→ **Your objective**
Rewrite the material below with each "one line per instance" changed to "one line for each", leaving every other line and character as it is.

Start of Data for processing

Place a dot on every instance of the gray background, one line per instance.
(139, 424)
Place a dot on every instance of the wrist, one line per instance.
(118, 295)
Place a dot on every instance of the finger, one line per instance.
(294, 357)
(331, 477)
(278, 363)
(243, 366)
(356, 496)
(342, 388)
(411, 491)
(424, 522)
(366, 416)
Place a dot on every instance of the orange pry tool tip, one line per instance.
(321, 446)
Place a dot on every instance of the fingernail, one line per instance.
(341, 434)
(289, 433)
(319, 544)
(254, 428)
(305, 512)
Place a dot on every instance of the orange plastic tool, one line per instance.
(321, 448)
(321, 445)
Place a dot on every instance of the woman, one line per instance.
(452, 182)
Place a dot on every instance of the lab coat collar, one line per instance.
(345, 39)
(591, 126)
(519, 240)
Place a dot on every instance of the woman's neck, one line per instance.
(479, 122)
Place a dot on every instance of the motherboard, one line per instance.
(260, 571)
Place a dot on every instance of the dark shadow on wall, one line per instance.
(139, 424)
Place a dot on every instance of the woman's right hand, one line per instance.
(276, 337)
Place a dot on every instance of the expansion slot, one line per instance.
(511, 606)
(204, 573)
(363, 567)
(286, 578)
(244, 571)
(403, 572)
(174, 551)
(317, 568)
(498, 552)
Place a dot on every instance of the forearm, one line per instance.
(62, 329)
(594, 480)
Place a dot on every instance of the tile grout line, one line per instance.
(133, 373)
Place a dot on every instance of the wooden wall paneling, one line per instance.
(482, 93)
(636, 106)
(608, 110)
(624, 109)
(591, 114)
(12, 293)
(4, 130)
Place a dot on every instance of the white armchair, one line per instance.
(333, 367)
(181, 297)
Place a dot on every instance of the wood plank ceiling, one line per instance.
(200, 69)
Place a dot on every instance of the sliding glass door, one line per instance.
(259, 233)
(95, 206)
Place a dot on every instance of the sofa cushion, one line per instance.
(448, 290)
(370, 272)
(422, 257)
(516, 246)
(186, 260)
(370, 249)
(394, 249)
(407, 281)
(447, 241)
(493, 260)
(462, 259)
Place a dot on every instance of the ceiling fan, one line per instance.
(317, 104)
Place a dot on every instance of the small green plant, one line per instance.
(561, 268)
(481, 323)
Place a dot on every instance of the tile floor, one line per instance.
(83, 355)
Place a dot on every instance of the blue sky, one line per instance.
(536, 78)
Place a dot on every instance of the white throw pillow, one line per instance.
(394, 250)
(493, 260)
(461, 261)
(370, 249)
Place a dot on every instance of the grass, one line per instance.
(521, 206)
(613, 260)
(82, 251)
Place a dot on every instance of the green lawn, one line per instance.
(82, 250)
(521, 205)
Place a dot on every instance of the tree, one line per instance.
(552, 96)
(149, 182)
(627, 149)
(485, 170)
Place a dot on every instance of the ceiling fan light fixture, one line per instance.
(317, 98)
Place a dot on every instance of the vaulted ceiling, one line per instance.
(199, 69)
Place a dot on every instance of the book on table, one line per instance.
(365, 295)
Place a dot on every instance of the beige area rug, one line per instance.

End of Data for processing

→ **Result of the task**
Place a dot on every instance of the gray background, one line for each.
(139, 424)
Place a dot on every instance of the wrist, one line for each.
(118, 295)
Place a dot on every instance of the finger, one line for each.
(294, 357)
(331, 477)
(278, 363)
(243, 366)
(356, 496)
(342, 388)
(411, 491)
(424, 522)
(366, 416)
Place a dot on every instance of the orange pry tool tip, one line for each.
(321, 446)
Place a dot on every instance of the fingernail, one line for each.
(341, 434)
(289, 433)
(319, 544)
(254, 428)
(305, 512)
Place a dot on every instance of the orange plastic tool, one line for each.
(321, 448)
(321, 445)
Place a dot on every instance of the woman, one line for each.
(452, 182)
Place a dot on every instance of the lab coat collar, one line for each.
(345, 39)
(591, 126)
(519, 240)
Place a dot on every instance of the woman's neck, one line for each.
(479, 122)
Place a dot on every instance of the motherboard, one line for each.
(260, 571)
Place a dot on every instance of the dark shadow on wall, one line for each.
(139, 424)
Place a dot on every instance of the woman's right hand, one line for each.
(276, 337)
Place a dot on every instance of the expansion slot, one line for each.
(511, 606)
(204, 573)
(363, 567)
(286, 578)
(244, 571)
(403, 572)
(174, 551)
(317, 568)
(498, 552)
Place a dot on every instance of the forearm, one line for each.
(62, 329)
(594, 480)
Place a dot on every instance of the tile grout line, one line for each.
(133, 373)
Place a dot on every instance of the wooden wall paneling, one line for each.
(482, 93)
(636, 106)
(608, 110)
(624, 109)
(591, 114)
(12, 293)
(4, 130)
Place a dot on every instance of the white armchair, one line for each.
(333, 367)
(181, 297)
Place a dot on every instance of the wood plank ceiling, one line for each.
(200, 69)
Place a dot on every instance of the sliding glass door, one line for each.
(259, 233)
(95, 206)
Place a dot on every instance of the sofa cushion, one line for each.
(448, 290)
(370, 272)
(422, 257)
(516, 246)
(186, 260)
(370, 249)
(394, 249)
(407, 281)
(447, 241)
(493, 260)
(462, 259)
Place a dot on every instance of the ceiling fan, one line for each.
(317, 104)
Place a dot on every instance of the small green plant, one line for each.
(561, 268)
(481, 323)
Place a dot on every instance of the tile floor, one line for each.
(83, 355)
Place a dot on every instance of the blue sky, one line for each.
(536, 78)
Place a dot on every instance of the white throw pillow, one line for each.
(394, 250)
(493, 260)
(461, 261)
(370, 249)
Place a dot on every instance of the grass, one line for each.
(521, 206)
(613, 260)
(82, 251)
Place a dot on every instance of the green lawn, one line for each.
(82, 250)
(521, 205)
Place a dot on every instance of the tree, one line for each.
(552, 96)
(149, 182)
(627, 149)
(485, 170)
Place a dot on every instance of the ceiling fan light fixture, one line for each.
(317, 98)
Place a dot on every instance of the vaulted ceiling, one line for each.
(199, 69)
Place a dot on every instance of the book on table, one line for each.
(365, 295)
Place a dot on every instance of the beige area rug, one line for each.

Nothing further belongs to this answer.